OBJECTIVE => Rewrite the records below as a two-column CSV with the headers "instruction" and "answer". Give one row per record, with its text and its answer each in a single quoted field, line breaks replaced by spaces, and the pictures omitted.

(Rows from a pointing dataset)
───
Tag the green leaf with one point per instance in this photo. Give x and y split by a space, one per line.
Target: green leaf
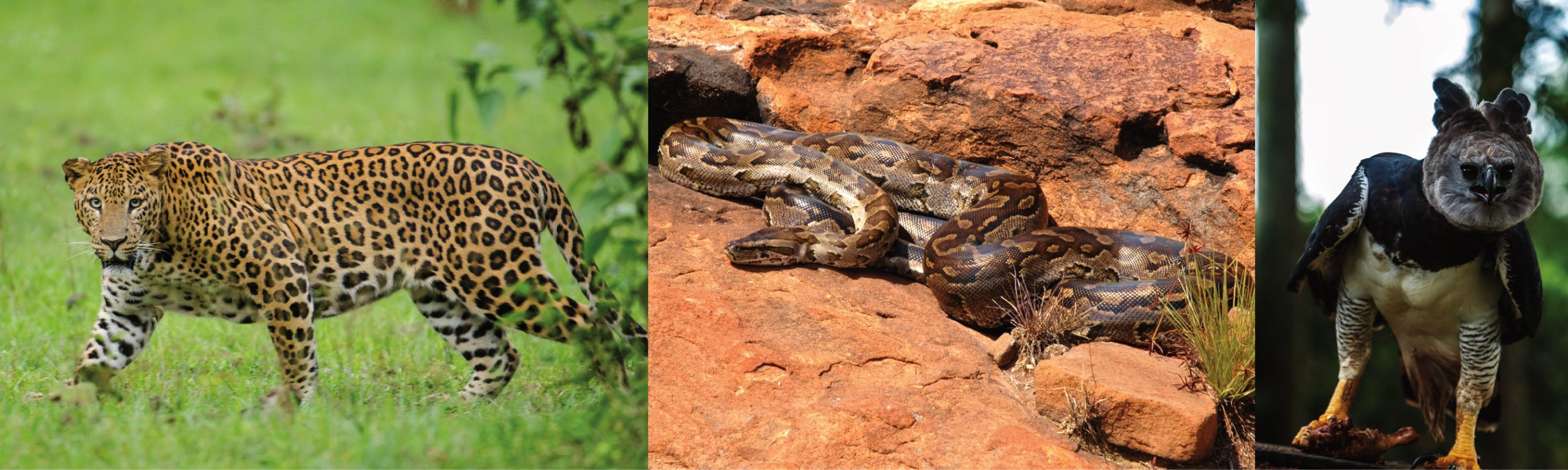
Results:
452 115
490 102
───
FINAL RESULT =>
instruction,answer
"Tag the green leaf with one point per instance in this photo. Give x and y split by a space, one per line. Target: green leaf Results:","452 115 490 102"